▸ Brief
Reproduce only the portion of the listing starting at the line containing "object_query = window with muntins" and ending at the line containing "left=525, top=423, right=567, bottom=481", substituting "brown brick wall" for "red brick wall" and leaving all else unchanged.

▸ Extracted information
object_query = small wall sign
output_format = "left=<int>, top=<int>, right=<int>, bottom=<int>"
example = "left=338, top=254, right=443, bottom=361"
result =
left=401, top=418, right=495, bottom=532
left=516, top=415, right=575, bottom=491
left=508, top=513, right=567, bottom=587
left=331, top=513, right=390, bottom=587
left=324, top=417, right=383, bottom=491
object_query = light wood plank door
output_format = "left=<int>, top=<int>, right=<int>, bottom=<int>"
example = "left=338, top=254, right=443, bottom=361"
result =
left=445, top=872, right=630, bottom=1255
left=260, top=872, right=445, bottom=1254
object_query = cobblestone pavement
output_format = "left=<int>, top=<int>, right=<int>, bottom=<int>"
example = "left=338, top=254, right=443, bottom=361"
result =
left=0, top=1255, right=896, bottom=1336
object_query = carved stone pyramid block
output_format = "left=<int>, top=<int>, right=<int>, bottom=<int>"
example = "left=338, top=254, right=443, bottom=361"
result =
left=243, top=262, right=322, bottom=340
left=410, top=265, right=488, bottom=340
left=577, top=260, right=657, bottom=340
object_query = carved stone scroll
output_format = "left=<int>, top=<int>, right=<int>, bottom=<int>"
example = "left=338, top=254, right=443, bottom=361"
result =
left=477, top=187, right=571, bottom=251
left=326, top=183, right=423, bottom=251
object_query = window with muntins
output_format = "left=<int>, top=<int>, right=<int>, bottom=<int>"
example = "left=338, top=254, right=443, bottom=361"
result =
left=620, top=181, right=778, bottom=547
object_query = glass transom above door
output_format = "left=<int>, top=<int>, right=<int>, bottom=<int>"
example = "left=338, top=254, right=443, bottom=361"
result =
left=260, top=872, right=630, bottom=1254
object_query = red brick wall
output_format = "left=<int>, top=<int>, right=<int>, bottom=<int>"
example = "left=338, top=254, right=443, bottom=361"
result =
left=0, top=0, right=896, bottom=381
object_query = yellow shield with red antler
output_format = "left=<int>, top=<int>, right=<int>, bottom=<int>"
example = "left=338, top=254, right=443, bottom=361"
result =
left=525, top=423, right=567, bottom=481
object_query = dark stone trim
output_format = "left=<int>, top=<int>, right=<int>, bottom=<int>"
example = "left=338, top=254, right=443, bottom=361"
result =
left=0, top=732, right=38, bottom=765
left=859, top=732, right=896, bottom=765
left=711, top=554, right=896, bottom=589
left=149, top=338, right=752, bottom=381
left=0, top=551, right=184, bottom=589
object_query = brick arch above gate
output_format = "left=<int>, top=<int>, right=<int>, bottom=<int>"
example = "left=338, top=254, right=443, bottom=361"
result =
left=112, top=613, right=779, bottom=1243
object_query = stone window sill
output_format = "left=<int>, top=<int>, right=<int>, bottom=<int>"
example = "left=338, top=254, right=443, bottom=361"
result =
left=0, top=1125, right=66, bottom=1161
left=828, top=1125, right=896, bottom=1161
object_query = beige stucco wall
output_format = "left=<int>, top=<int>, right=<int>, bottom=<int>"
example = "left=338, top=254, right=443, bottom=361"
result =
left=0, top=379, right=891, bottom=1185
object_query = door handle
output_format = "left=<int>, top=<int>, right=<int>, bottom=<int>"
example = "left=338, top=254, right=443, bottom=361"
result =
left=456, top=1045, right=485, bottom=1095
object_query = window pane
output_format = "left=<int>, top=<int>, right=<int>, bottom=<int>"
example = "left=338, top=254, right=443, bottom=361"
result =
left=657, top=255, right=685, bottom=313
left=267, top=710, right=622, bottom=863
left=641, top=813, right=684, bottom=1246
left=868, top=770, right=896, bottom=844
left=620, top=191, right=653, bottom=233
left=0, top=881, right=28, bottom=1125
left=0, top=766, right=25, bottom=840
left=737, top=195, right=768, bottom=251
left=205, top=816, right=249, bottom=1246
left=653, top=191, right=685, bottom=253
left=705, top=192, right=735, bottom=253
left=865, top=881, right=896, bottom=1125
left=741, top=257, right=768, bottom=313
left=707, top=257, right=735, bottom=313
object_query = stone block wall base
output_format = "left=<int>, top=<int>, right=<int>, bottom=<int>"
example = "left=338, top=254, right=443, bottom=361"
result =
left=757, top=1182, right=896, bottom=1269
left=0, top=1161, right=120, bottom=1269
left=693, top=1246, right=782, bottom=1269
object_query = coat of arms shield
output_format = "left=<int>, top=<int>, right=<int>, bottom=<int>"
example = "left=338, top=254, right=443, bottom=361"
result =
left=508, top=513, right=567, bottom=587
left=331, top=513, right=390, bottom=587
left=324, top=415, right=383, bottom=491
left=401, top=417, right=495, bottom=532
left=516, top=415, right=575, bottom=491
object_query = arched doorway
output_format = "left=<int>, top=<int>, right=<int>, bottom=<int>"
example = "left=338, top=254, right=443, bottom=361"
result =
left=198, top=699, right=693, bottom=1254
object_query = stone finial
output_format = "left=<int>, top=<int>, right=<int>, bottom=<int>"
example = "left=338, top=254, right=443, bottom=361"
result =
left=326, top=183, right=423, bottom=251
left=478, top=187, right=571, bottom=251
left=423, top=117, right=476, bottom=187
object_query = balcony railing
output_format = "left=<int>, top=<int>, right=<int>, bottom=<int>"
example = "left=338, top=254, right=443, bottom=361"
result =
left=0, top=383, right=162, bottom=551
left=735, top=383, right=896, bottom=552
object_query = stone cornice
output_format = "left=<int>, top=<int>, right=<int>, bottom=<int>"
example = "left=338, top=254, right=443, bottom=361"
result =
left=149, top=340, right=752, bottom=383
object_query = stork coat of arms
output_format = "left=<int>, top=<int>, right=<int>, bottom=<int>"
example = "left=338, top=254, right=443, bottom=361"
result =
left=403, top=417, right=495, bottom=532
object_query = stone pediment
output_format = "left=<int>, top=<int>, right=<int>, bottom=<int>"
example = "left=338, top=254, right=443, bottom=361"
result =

▸ Result for this exercise
object_query = window with muntins
output_format = "left=<int>, top=<int>, right=<int>, bottom=<int>"
example = "left=338, top=254, right=443, bottom=361"
result =
left=620, top=181, right=778, bottom=547
object_query = glass transom above door
output_format = "left=<int>, top=<int>, right=<int>, bottom=<int>"
example = "left=338, top=254, right=443, bottom=361"
result =
left=260, top=872, right=630, bottom=1254
object_query = brown brick wall
output_format = "left=<int>, top=<int>, right=<int>, bottom=<int>"
example = "left=338, top=254, right=443, bottom=361"
result =
left=0, top=0, right=896, bottom=381
object_query = yellow shield with red antler
output_format = "left=<int>, top=<int>, right=<int>, bottom=<int>"
example = "left=338, top=254, right=443, bottom=361"
result =
left=525, top=423, right=567, bottom=481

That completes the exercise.